- Working data
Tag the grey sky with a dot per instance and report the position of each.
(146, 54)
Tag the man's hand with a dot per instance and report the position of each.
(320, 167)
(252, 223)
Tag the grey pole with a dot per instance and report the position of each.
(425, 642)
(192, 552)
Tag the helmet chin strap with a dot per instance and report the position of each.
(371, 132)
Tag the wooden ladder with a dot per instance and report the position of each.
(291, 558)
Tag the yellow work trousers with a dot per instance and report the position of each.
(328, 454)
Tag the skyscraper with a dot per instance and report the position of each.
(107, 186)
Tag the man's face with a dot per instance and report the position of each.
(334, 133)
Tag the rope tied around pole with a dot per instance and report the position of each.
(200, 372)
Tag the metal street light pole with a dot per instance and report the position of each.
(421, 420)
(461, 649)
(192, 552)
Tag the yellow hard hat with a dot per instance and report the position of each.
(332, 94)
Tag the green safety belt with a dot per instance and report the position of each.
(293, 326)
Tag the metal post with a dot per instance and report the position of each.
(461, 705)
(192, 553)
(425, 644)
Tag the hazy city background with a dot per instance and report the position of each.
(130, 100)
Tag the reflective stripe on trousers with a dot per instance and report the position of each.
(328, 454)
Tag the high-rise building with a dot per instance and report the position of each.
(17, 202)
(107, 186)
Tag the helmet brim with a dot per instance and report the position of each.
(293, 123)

- Written problem
From the records above, extract everything verbatim.

- Full output
Tag the grey sky with a dot per instance and report the position of each.
(146, 54)
Tag the man's hand with a dot per instance and report the position of each.
(320, 167)
(252, 223)
Tag the grey pole with a dot per instance and report the position of each.
(425, 642)
(192, 552)
Tag the helmet chin strap with a dot per instance and report the position of each.
(371, 132)
Tag the wooden ladder with a dot per instance and report the position of each.
(291, 558)
Tag the yellow work trousers with a dot per instance and report the position of each.
(328, 454)
Tag the skyscraper with a dot per instance and report the position of each.
(107, 186)
Tag the man's face with a dot per instance and report the position of each.
(334, 133)
Tag the rope tied around pole with a dot per instance and report the position of each.
(200, 372)
Tag the metal street light pole with a dot per instance and report the position of each.
(421, 420)
(461, 649)
(192, 552)
Tag the yellow hard hat with a dot per instance and report the position of each.
(332, 94)
Tag the green safety belt with a dot per instance and report the position of each.
(293, 326)
Tag the metal post with a dot per instance and report the position of each.
(461, 705)
(192, 553)
(425, 644)
Tag the hazy city background with a dot per instance and report the position of each.
(130, 100)
Tag the reflective stripe on trousers with a dot per instance and report the position of each.
(328, 454)
Tag the high-rise building with a dot per instance and report the position of each.
(17, 202)
(107, 186)
Tag the helmet brim with a dot per instance and report the position of each.
(293, 123)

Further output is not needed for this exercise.